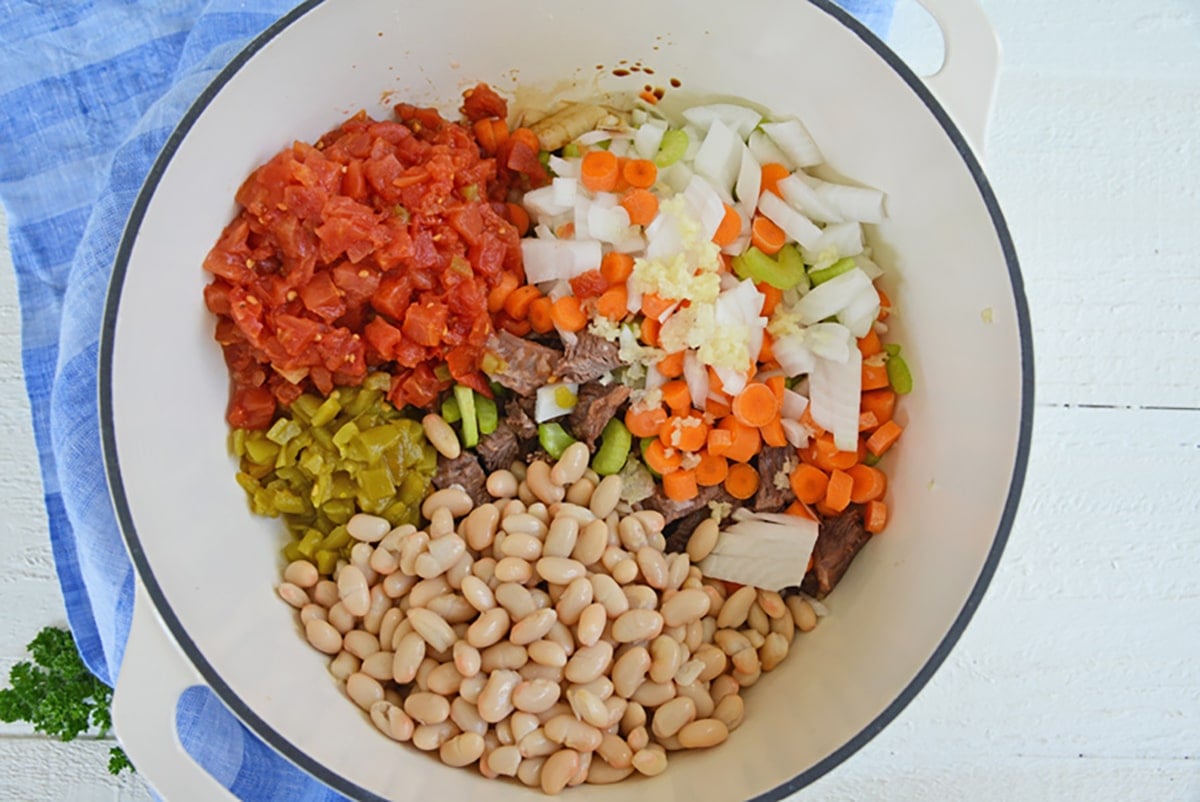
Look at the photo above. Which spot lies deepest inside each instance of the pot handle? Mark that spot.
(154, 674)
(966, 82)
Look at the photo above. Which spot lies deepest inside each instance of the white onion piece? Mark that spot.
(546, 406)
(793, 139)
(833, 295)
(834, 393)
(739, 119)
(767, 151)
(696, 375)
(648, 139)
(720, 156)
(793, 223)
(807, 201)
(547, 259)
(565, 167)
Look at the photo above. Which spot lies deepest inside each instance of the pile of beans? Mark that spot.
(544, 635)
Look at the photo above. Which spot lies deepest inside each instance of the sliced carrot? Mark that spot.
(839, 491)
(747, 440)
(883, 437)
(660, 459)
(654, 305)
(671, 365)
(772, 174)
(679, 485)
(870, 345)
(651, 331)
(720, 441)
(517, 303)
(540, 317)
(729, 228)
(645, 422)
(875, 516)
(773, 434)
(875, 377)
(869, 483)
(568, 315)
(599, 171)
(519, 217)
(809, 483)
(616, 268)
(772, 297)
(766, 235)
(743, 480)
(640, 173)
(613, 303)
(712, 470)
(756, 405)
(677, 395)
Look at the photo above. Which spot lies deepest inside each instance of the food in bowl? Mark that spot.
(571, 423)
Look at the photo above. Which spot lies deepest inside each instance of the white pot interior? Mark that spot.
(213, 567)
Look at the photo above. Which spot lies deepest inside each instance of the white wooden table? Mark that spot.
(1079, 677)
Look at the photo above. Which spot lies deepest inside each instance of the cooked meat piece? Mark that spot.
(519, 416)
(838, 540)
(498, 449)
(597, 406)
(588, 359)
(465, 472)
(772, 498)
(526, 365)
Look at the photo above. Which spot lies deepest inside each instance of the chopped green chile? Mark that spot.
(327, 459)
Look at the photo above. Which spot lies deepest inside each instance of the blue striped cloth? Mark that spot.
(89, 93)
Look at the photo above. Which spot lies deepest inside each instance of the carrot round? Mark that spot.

________________________

= Set task =
Express every line of the entries above as a Markdown table with the columns Row and Text. Number the rows, skip blank lines, and leave out the pictures.

= Task result =
| Row | Text |
|---|---|
| 1 | Look at the photo above. Which spot lies deepest inside each instance of the pot handle? Mark that spot. |
| 2 | (154, 674) |
| 3 | (966, 82) |
| 4 | Look at the photo above. Which spot lies deepest inside each instance of the white onion piece? Mark that spot. |
| 5 | (546, 406) |
| 6 | (793, 139) |
| 7 | (833, 295) |
| 8 | (834, 393) |
| 9 | (739, 119) |
| 10 | (767, 151) |
| 11 | (696, 375) |
| 12 | (648, 139) |
| 13 | (720, 156) |
| 14 | (793, 223) |
| 15 | (807, 201) |
| 16 | (547, 259) |
| 17 | (565, 167) |
| 18 | Look at the photo above. Which spot lies deepest inside each instance of the pile of beans? Mark that spot. |
| 19 | (544, 635) |
| 20 | Look at the photo above. Which spot lies deepest inside each instance of the sliced carrot? Mark that spot. |
| 21 | (839, 491) |
| 22 | (747, 440) |
| 23 | (883, 437) |
| 24 | (660, 459) |
| 25 | (654, 305) |
| 26 | (671, 365) |
| 27 | (772, 174) |
| 28 | (679, 485) |
| 29 | (870, 345) |
| 30 | (651, 331) |
| 31 | (720, 441) |
| 32 | (517, 303) |
| 33 | (540, 317) |
| 34 | (729, 228) |
| 35 | (645, 422) |
| 36 | (875, 516) |
| 37 | (773, 434) |
| 38 | (875, 377) |
| 39 | (869, 483) |
| 40 | (568, 315) |
| 41 | (599, 171) |
| 42 | (519, 217) |
| 43 | (809, 483) |
| 44 | (616, 268) |
| 45 | (772, 297) |
| 46 | (766, 235) |
| 47 | (743, 480) |
| 48 | (640, 173) |
| 49 | (613, 303) |
| 50 | (712, 470) |
| 51 | (756, 405) |
| 52 | (677, 395) |
| 53 | Look at the photo above. Which spot lies deepest inside each instance of the food in bowl? Mark that spot. |
| 54 | (571, 423) |
| 55 | Look at the photo above. Which spot lies deepest inside each instance of the white pot interior? Mark that spot. |
| 56 | (213, 567) |
| 57 | Look at the photo above. Which spot lies deepest inside each instance of the white wooden table? Mark that spot. |
| 58 | (1079, 677) |
| 59 | Look at the photo above. Which spot lies deepest inside each instance of the cooked meat piece? Mark that spot. |
| 60 | (519, 416) |
| 61 | (838, 540) |
| 62 | (498, 449) |
| 63 | (597, 406) |
| 64 | (588, 359) |
| 65 | (465, 472) |
| 66 | (772, 498) |
| 67 | (526, 365) |
| 68 | Look at the photo above. Which spot lies deepest inside each instance of the chopped green chile? Mark that spot. |
| 69 | (327, 459) |
| 70 | Look at the photo above. Which spot lies deepest inside each instance of the blue striped cloth? Mark that spot. |
| 71 | (89, 93) |
| 72 | Look at the photo above. Which spot lies deepest inside each instance of the carrot round? Mark that spot. |